REQUEST:
Copy word for word every line from the one containing "Verify for me: does any damaged" through the very last line, leaving out the pictures.

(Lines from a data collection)

□ □ □

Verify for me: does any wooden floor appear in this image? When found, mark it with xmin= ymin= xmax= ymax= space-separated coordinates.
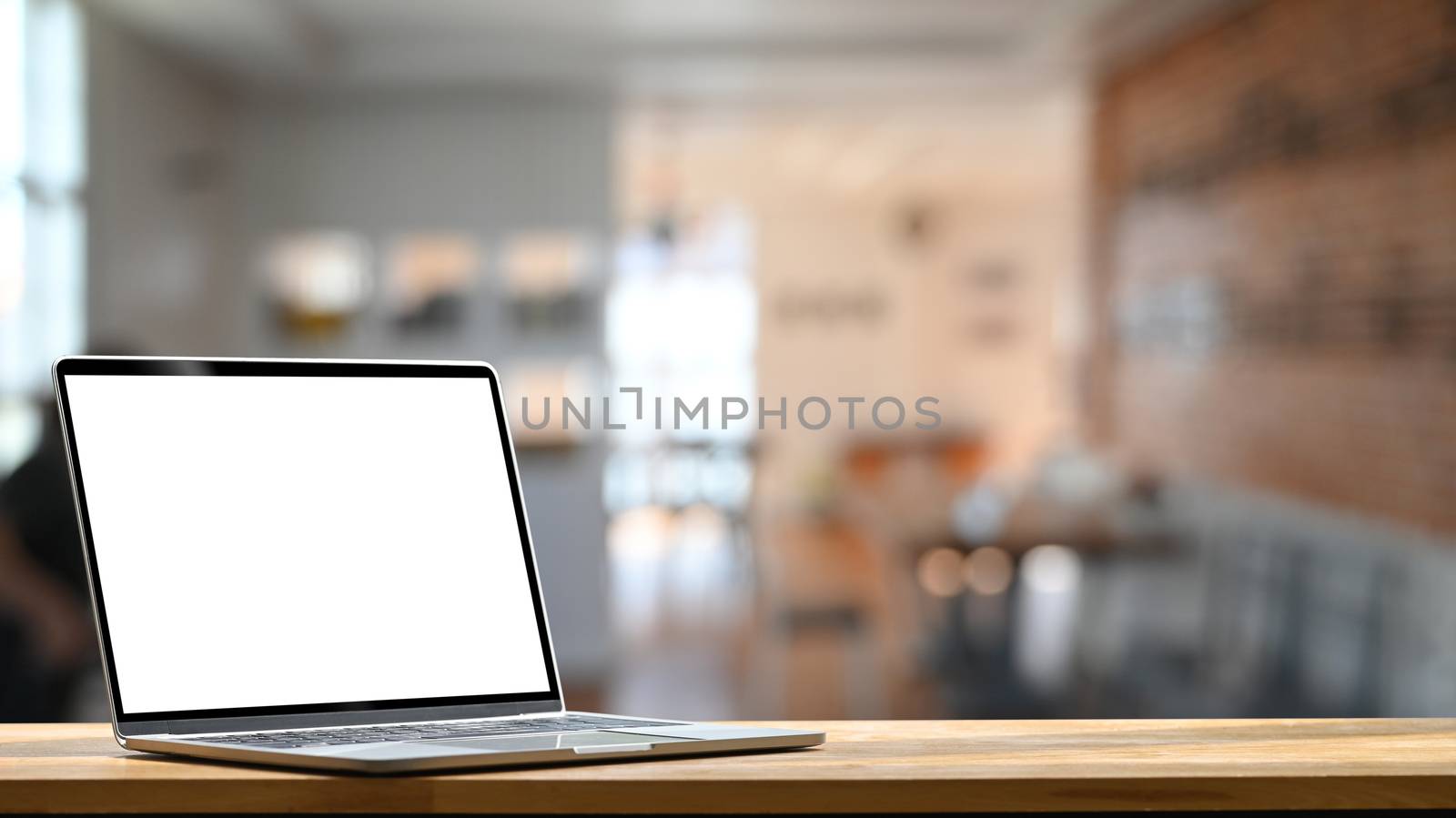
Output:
xmin=0 ymin=719 xmax=1456 ymax=813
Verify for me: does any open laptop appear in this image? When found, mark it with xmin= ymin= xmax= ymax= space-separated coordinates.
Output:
xmin=54 ymin=357 xmax=824 ymax=773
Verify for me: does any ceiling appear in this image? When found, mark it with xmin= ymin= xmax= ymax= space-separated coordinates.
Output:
xmin=90 ymin=0 xmax=1228 ymax=102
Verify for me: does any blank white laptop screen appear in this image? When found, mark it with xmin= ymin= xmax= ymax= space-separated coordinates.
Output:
xmin=64 ymin=374 xmax=551 ymax=714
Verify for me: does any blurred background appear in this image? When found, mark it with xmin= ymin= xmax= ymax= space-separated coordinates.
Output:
xmin=0 ymin=0 xmax=1456 ymax=721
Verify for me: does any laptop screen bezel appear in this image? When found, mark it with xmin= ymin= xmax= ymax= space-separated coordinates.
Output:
xmin=53 ymin=357 xmax=562 ymax=735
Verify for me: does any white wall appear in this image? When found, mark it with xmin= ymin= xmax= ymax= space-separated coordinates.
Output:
xmin=233 ymin=92 xmax=612 ymax=682
xmin=86 ymin=10 xmax=242 ymax=355
xmin=87 ymin=12 xmax=613 ymax=689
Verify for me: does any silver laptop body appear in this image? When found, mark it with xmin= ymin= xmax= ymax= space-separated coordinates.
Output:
xmin=54 ymin=357 xmax=824 ymax=773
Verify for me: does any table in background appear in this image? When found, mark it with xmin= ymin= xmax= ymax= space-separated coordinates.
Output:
xmin=0 ymin=719 xmax=1456 ymax=813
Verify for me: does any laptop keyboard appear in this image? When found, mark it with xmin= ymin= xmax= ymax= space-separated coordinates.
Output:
xmin=180 ymin=714 xmax=682 ymax=748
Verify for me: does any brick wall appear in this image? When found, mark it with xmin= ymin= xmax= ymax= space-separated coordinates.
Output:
xmin=1087 ymin=0 xmax=1456 ymax=532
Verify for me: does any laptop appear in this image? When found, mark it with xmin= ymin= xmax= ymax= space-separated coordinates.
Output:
xmin=54 ymin=357 xmax=824 ymax=773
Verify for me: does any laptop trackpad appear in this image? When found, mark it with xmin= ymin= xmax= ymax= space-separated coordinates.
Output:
xmin=430 ymin=731 xmax=693 ymax=754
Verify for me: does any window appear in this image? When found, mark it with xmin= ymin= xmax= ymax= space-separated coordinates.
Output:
xmin=0 ymin=0 xmax=86 ymax=474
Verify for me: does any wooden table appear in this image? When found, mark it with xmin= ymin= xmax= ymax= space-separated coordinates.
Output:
xmin=0 ymin=719 xmax=1456 ymax=813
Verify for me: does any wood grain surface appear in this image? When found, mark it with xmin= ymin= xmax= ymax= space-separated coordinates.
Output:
xmin=0 ymin=719 xmax=1456 ymax=813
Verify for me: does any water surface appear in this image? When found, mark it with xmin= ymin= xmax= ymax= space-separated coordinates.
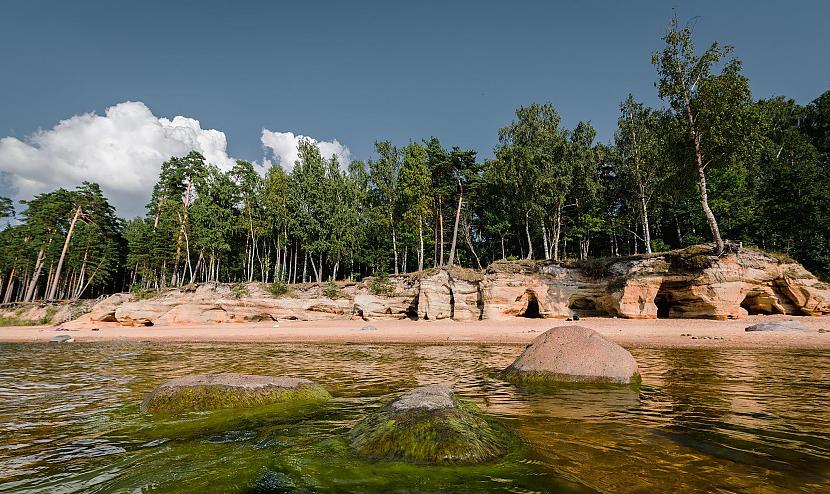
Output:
xmin=0 ymin=343 xmax=830 ymax=493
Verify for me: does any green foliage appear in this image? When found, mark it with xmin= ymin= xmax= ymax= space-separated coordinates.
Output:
xmin=323 ymin=281 xmax=343 ymax=299
xmin=231 ymin=282 xmax=250 ymax=298
xmin=141 ymin=385 xmax=331 ymax=415
xmin=0 ymin=15 xmax=830 ymax=302
xmin=369 ymin=272 xmax=395 ymax=297
xmin=651 ymin=238 xmax=671 ymax=252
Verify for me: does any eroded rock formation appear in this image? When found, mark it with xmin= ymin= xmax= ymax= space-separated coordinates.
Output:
xmin=504 ymin=326 xmax=640 ymax=385
xmin=71 ymin=246 xmax=830 ymax=325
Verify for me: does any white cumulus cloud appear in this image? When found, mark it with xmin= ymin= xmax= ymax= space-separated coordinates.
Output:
xmin=0 ymin=101 xmax=234 ymax=217
xmin=260 ymin=129 xmax=352 ymax=171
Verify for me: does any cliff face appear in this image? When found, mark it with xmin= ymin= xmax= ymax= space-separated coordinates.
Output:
xmin=78 ymin=246 xmax=830 ymax=325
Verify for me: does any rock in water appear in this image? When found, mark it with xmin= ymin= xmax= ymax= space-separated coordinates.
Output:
xmin=504 ymin=326 xmax=640 ymax=385
xmin=350 ymin=385 xmax=508 ymax=464
xmin=745 ymin=321 xmax=804 ymax=331
xmin=141 ymin=374 xmax=331 ymax=414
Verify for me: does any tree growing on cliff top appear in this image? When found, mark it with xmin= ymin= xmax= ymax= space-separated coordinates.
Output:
xmin=652 ymin=16 xmax=752 ymax=254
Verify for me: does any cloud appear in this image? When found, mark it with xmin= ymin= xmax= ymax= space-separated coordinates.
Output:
xmin=0 ymin=101 xmax=234 ymax=217
xmin=260 ymin=129 xmax=352 ymax=171
xmin=0 ymin=101 xmax=351 ymax=218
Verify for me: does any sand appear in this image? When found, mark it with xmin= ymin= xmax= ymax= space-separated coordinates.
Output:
xmin=0 ymin=316 xmax=830 ymax=349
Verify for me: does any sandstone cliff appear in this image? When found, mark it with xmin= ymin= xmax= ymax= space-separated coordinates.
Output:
xmin=71 ymin=246 xmax=830 ymax=325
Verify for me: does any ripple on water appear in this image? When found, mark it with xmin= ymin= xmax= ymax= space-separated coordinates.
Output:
xmin=0 ymin=343 xmax=830 ymax=493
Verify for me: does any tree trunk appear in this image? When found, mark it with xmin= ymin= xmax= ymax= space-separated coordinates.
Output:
xmin=683 ymin=76 xmax=724 ymax=255
xmin=438 ymin=197 xmax=444 ymax=266
xmin=499 ymin=235 xmax=507 ymax=261
xmin=640 ymin=184 xmax=651 ymax=254
xmin=46 ymin=206 xmax=81 ymax=300
xmin=3 ymin=267 xmax=17 ymax=304
xmin=463 ymin=211 xmax=483 ymax=269
xmin=697 ymin=155 xmax=725 ymax=255
xmin=447 ymin=180 xmax=464 ymax=266
xmin=525 ymin=209 xmax=533 ymax=259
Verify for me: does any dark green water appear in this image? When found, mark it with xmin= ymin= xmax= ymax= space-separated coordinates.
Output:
xmin=0 ymin=343 xmax=830 ymax=493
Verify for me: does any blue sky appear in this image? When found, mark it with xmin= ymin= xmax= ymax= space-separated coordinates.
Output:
xmin=0 ymin=0 xmax=830 ymax=215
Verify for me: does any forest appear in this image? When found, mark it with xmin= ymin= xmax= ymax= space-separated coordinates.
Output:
xmin=0 ymin=19 xmax=830 ymax=303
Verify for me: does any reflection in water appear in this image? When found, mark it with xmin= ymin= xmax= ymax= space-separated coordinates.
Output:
xmin=0 ymin=343 xmax=830 ymax=493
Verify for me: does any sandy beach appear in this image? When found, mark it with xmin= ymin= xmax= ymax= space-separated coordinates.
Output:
xmin=0 ymin=316 xmax=830 ymax=349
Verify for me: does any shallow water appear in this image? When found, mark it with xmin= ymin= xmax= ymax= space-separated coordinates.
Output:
xmin=0 ymin=343 xmax=830 ymax=493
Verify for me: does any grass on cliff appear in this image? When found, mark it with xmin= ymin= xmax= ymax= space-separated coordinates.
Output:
xmin=0 ymin=307 xmax=58 ymax=327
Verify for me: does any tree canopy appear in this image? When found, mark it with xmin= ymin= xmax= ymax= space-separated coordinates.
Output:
xmin=0 ymin=18 xmax=830 ymax=303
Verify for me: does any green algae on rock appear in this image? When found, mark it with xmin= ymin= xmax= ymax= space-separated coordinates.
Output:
xmin=141 ymin=373 xmax=331 ymax=415
xmin=503 ymin=326 xmax=640 ymax=387
xmin=350 ymin=385 xmax=509 ymax=464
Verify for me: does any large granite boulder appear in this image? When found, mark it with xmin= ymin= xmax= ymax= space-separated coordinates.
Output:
xmin=418 ymin=269 xmax=453 ymax=321
xmin=350 ymin=385 xmax=509 ymax=464
xmin=504 ymin=326 xmax=640 ymax=385
xmin=744 ymin=321 xmax=804 ymax=332
xmin=89 ymin=293 xmax=132 ymax=322
xmin=141 ymin=373 xmax=331 ymax=414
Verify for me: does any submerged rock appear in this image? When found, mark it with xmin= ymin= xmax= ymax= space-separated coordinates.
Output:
xmin=141 ymin=374 xmax=331 ymax=414
xmin=350 ymin=385 xmax=508 ymax=464
xmin=745 ymin=321 xmax=804 ymax=331
xmin=248 ymin=471 xmax=295 ymax=494
xmin=504 ymin=326 xmax=640 ymax=385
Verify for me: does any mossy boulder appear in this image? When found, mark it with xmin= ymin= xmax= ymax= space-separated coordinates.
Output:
xmin=504 ymin=326 xmax=640 ymax=386
xmin=350 ymin=385 xmax=510 ymax=464
xmin=141 ymin=373 xmax=331 ymax=415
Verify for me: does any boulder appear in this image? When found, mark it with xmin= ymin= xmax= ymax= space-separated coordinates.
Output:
xmin=504 ymin=326 xmax=640 ymax=385
xmin=745 ymin=321 xmax=804 ymax=332
xmin=350 ymin=385 xmax=509 ymax=464
xmin=353 ymin=292 xmax=415 ymax=321
xmin=141 ymin=373 xmax=331 ymax=414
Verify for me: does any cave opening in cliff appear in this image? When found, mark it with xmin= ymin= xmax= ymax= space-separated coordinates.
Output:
xmin=568 ymin=297 xmax=608 ymax=317
xmin=518 ymin=290 xmax=542 ymax=319
xmin=654 ymin=283 xmax=676 ymax=319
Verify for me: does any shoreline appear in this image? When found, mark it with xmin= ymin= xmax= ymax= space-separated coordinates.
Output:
xmin=0 ymin=315 xmax=830 ymax=350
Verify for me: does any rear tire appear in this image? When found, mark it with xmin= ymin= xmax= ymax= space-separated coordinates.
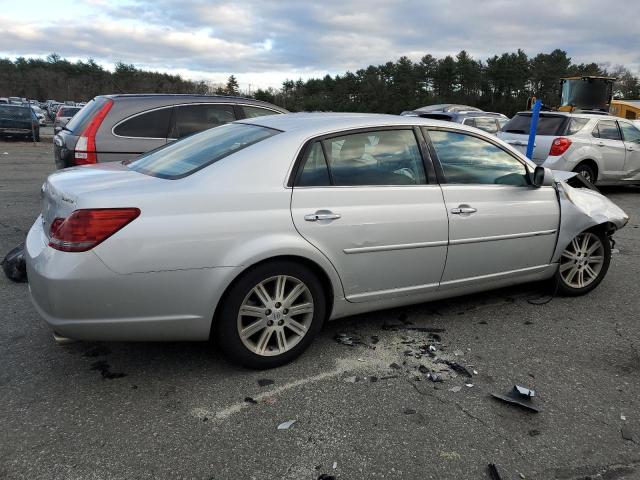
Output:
xmin=554 ymin=229 xmax=611 ymax=297
xmin=212 ymin=260 xmax=326 ymax=369
xmin=573 ymin=163 xmax=598 ymax=185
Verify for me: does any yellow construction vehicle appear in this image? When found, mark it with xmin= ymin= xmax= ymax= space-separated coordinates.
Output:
xmin=558 ymin=75 xmax=616 ymax=112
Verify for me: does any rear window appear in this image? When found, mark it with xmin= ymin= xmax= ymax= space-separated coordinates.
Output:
xmin=64 ymin=97 xmax=109 ymax=135
xmin=502 ymin=113 xmax=569 ymax=136
xmin=113 ymin=107 xmax=172 ymax=138
xmin=129 ymin=123 xmax=280 ymax=180
xmin=0 ymin=105 xmax=31 ymax=120
xmin=60 ymin=107 xmax=80 ymax=117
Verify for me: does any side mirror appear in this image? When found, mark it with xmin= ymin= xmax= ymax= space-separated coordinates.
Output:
xmin=532 ymin=167 xmax=553 ymax=187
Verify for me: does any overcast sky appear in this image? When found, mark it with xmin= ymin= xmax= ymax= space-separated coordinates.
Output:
xmin=0 ymin=0 xmax=640 ymax=89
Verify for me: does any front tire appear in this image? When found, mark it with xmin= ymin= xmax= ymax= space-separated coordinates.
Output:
xmin=555 ymin=230 xmax=611 ymax=296
xmin=212 ymin=260 xmax=326 ymax=369
xmin=573 ymin=163 xmax=598 ymax=185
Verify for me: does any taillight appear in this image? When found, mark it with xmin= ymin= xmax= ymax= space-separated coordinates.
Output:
xmin=549 ymin=137 xmax=571 ymax=156
xmin=49 ymin=208 xmax=140 ymax=252
xmin=74 ymin=98 xmax=113 ymax=165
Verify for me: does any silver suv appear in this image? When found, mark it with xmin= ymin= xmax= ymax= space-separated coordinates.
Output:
xmin=53 ymin=94 xmax=287 ymax=168
xmin=498 ymin=112 xmax=640 ymax=185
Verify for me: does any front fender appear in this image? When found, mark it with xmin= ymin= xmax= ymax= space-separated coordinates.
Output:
xmin=552 ymin=180 xmax=629 ymax=262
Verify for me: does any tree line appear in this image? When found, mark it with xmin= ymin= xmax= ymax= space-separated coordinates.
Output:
xmin=0 ymin=49 xmax=640 ymax=115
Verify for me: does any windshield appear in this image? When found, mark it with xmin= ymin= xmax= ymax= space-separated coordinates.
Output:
xmin=0 ymin=105 xmax=31 ymax=120
xmin=129 ymin=123 xmax=280 ymax=180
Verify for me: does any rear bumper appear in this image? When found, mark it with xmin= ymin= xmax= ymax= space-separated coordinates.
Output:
xmin=25 ymin=218 xmax=238 ymax=341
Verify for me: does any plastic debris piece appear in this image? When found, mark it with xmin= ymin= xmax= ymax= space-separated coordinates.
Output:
xmin=620 ymin=425 xmax=636 ymax=442
xmin=444 ymin=360 xmax=472 ymax=378
xmin=487 ymin=463 xmax=502 ymax=480
xmin=491 ymin=385 xmax=541 ymax=413
xmin=0 ymin=243 xmax=27 ymax=283
xmin=278 ymin=420 xmax=296 ymax=430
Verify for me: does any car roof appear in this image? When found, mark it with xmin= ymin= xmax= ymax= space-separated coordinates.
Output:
xmin=100 ymin=93 xmax=286 ymax=112
xmin=236 ymin=112 xmax=475 ymax=136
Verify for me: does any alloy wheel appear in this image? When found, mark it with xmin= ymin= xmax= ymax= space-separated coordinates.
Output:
xmin=237 ymin=275 xmax=314 ymax=356
xmin=560 ymin=232 xmax=605 ymax=289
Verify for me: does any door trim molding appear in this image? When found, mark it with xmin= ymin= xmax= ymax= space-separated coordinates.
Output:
xmin=342 ymin=240 xmax=449 ymax=255
xmin=449 ymin=229 xmax=557 ymax=245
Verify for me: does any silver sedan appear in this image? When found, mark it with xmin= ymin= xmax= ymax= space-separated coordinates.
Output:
xmin=26 ymin=113 xmax=628 ymax=368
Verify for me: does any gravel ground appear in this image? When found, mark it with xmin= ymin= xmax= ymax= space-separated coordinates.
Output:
xmin=0 ymin=140 xmax=640 ymax=480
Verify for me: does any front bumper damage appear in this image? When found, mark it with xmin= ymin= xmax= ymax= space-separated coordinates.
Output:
xmin=552 ymin=171 xmax=629 ymax=262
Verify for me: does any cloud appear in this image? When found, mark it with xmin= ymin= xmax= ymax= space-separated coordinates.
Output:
xmin=0 ymin=0 xmax=640 ymax=86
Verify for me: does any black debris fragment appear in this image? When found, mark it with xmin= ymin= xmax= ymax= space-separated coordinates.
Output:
xmin=487 ymin=463 xmax=502 ymax=480
xmin=444 ymin=360 xmax=473 ymax=378
xmin=91 ymin=360 xmax=127 ymax=380
xmin=0 ymin=243 xmax=27 ymax=283
xmin=491 ymin=385 xmax=541 ymax=413
xmin=82 ymin=345 xmax=111 ymax=357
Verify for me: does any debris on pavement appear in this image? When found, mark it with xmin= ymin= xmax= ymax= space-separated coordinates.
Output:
xmin=0 ymin=243 xmax=27 ymax=283
xmin=491 ymin=385 xmax=541 ymax=413
xmin=278 ymin=420 xmax=296 ymax=430
xmin=487 ymin=463 xmax=502 ymax=480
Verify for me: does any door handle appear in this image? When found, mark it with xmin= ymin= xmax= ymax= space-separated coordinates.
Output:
xmin=304 ymin=210 xmax=342 ymax=222
xmin=451 ymin=205 xmax=478 ymax=215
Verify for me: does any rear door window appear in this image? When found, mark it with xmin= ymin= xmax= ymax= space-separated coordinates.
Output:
xmin=566 ymin=117 xmax=589 ymax=135
xmin=618 ymin=122 xmax=640 ymax=143
xmin=428 ymin=130 xmax=529 ymax=186
xmin=502 ymin=113 xmax=569 ymax=136
xmin=242 ymin=105 xmax=280 ymax=118
xmin=325 ymin=130 xmax=427 ymax=186
xmin=592 ymin=120 xmax=622 ymax=140
xmin=113 ymin=107 xmax=171 ymax=138
xmin=171 ymin=103 xmax=236 ymax=138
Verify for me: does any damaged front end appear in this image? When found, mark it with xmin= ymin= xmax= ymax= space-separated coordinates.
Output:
xmin=552 ymin=171 xmax=629 ymax=262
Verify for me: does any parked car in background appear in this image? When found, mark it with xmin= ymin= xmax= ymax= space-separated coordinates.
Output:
xmin=53 ymin=94 xmax=287 ymax=168
xmin=498 ymin=112 xmax=640 ymax=185
xmin=401 ymin=103 xmax=509 ymax=134
xmin=0 ymin=104 xmax=40 ymax=142
xmin=53 ymin=105 xmax=81 ymax=133
xmin=31 ymin=104 xmax=47 ymax=127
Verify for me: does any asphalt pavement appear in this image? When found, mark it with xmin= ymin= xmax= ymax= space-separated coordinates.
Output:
xmin=0 ymin=140 xmax=640 ymax=480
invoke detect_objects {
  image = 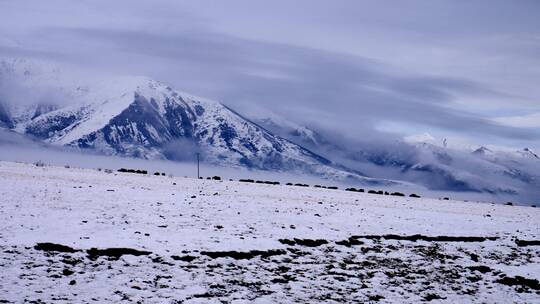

□ □ □

THE ANSWER:
Verify for me: does any damaged front end appear in this image? When found, mark it with xmin= ymin= xmax= ymax= space-separated coordinates.
Output:
xmin=552 ymin=171 xmax=629 ymax=262
Verify for me: does any parked car in background appear in this image? When found, mark it with xmin= ymin= xmax= ymax= space-separated coordinates.
Output:
xmin=53 ymin=94 xmax=287 ymax=168
xmin=498 ymin=112 xmax=640 ymax=185
xmin=401 ymin=103 xmax=509 ymax=134
xmin=0 ymin=104 xmax=40 ymax=142
xmin=53 ymin=105 xmax=81 ymax=133
xmin=31 ymin=104 xmax=47 ymax=127
Verify for me: does any asphalt pavement appear in this image? When found, mark it with xmin= ymin= xmax= ymax= space-separated coordinates.
Output:
xmin=0 ymin=140 xmax=640 ymax=480
invoke detect_objects {
  image = 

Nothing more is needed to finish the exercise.